[Records of labeled points]
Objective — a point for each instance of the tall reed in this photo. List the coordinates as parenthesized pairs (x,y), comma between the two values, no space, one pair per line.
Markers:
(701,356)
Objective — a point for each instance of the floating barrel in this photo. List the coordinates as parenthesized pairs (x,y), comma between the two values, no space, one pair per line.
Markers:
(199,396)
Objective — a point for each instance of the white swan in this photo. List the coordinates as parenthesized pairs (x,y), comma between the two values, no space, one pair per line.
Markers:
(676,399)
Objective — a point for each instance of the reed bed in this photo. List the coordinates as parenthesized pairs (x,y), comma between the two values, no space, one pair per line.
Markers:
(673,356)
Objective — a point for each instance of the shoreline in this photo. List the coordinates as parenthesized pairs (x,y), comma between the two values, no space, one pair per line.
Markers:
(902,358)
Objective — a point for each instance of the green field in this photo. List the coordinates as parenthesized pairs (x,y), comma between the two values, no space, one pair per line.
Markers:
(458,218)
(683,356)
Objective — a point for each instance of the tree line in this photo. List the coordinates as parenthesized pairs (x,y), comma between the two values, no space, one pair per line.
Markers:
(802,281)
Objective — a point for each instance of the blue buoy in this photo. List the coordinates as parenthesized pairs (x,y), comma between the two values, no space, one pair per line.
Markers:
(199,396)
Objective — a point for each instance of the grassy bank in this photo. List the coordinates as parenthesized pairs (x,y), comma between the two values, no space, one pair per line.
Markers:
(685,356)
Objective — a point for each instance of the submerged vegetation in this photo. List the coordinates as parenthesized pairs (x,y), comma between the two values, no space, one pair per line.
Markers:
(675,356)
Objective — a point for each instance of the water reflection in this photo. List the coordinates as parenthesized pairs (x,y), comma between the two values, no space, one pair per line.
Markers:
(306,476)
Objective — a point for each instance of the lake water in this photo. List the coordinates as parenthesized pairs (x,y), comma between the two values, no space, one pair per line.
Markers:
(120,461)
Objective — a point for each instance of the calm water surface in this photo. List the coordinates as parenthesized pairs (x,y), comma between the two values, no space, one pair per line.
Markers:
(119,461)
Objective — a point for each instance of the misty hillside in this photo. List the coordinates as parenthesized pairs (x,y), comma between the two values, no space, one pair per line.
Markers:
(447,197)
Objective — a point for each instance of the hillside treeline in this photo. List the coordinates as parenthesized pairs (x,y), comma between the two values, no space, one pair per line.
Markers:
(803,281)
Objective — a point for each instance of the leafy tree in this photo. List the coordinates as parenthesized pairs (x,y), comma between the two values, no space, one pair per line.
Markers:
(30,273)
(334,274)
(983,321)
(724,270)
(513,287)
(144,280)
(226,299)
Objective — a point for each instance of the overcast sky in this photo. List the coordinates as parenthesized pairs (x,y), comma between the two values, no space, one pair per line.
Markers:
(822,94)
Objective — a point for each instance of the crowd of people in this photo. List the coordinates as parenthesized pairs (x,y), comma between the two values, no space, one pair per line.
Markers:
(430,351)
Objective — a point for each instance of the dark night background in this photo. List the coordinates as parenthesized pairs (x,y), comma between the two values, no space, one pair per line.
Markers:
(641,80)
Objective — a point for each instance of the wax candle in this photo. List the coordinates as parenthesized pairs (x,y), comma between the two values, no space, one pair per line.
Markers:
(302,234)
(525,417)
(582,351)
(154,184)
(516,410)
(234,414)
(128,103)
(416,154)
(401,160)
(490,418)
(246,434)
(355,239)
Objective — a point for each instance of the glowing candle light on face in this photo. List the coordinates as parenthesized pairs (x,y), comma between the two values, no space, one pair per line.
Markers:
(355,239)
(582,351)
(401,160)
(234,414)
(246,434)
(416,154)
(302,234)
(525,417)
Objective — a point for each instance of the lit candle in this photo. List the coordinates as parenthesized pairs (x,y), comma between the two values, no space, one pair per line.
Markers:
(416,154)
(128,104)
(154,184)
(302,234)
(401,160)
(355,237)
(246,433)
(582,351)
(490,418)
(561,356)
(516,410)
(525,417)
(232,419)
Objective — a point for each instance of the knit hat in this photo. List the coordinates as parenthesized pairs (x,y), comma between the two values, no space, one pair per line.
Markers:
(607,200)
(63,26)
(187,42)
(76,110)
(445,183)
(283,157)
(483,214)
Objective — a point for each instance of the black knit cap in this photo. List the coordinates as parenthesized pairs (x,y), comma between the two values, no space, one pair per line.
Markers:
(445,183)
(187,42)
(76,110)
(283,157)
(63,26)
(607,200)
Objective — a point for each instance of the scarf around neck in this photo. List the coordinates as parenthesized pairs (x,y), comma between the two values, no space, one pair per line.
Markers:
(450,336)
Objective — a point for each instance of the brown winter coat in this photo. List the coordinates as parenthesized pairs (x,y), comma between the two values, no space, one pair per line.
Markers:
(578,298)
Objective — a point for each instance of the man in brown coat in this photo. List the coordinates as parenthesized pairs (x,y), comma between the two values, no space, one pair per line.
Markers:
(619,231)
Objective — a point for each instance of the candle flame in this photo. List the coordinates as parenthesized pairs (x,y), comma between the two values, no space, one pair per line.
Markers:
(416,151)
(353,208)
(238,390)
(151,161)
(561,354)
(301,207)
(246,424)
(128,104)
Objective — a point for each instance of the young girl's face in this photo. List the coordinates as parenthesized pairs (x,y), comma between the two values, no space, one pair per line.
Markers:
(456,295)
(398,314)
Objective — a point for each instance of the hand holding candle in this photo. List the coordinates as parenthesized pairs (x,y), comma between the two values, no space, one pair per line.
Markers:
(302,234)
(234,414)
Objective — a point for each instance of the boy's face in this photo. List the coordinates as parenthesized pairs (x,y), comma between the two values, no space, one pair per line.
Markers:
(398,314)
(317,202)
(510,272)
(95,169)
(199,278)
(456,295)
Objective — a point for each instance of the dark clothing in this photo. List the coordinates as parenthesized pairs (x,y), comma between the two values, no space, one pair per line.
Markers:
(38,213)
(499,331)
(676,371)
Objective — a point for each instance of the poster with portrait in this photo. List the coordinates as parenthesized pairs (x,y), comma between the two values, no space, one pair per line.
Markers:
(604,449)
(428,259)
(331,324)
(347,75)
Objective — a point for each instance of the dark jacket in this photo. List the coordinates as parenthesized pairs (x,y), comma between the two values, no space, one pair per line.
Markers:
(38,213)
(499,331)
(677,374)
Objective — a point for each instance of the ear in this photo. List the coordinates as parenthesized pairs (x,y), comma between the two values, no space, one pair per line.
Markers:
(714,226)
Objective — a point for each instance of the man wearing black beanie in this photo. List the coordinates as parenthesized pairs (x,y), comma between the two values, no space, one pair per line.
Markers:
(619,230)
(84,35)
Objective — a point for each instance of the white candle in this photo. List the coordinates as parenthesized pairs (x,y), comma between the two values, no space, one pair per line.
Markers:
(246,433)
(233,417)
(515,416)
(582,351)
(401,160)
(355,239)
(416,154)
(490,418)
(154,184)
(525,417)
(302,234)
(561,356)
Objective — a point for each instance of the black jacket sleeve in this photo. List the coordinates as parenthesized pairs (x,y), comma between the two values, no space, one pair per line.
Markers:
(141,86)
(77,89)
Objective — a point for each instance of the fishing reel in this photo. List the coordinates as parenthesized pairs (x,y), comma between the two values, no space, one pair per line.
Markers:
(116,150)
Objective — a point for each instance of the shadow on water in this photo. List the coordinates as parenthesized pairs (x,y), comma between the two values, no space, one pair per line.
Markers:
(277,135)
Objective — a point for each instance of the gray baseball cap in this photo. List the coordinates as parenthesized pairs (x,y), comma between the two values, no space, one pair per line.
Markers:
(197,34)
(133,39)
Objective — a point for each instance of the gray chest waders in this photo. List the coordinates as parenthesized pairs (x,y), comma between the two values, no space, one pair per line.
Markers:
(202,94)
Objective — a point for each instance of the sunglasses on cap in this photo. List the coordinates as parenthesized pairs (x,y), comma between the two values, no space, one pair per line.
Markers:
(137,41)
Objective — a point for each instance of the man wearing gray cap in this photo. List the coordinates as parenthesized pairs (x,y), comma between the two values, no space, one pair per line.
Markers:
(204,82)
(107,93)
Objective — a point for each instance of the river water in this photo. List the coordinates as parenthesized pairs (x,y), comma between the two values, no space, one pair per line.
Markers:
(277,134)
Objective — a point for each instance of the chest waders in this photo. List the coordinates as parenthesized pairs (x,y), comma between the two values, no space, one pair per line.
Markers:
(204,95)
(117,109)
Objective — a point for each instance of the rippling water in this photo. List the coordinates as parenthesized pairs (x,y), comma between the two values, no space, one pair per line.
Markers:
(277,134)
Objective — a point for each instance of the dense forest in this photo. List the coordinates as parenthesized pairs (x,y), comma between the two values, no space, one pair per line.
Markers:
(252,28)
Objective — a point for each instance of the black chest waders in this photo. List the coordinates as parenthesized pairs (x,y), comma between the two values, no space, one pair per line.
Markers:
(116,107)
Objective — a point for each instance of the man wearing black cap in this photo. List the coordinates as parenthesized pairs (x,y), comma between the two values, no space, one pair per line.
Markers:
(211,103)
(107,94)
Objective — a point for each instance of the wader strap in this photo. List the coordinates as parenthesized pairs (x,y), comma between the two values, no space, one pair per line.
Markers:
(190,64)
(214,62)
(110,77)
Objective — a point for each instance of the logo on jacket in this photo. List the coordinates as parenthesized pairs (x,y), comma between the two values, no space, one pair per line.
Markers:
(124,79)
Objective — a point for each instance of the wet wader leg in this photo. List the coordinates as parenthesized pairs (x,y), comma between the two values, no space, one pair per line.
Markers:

DESCRIPTION OF THE TASK:
From the line with "Objective — a point for each instance of the wader" to the last line of the material, give every line again exactly, and only those lines.

RESULT FOR THIS EXERCISE:
Objective — a point for each instance of the wader strap in this photo. List the coordinates as parenthesized pairs (x,y), comma between the two values, no space, one pair per line.
Markers:
(190,64)
(214,62)
(110,77)
Objective — a point for each instance of the logo on jacket in this photo. List the coordinates as parenthesized pairs (x,y), comma between the two values, no space, one pair per line.
Markers:
(124,79)
Objective — a point for each instance of the wet wader leg in this photo. List the coordinates as parenthesized pairs (x,y), comma between the two values, no space, one pair per line.
Markers:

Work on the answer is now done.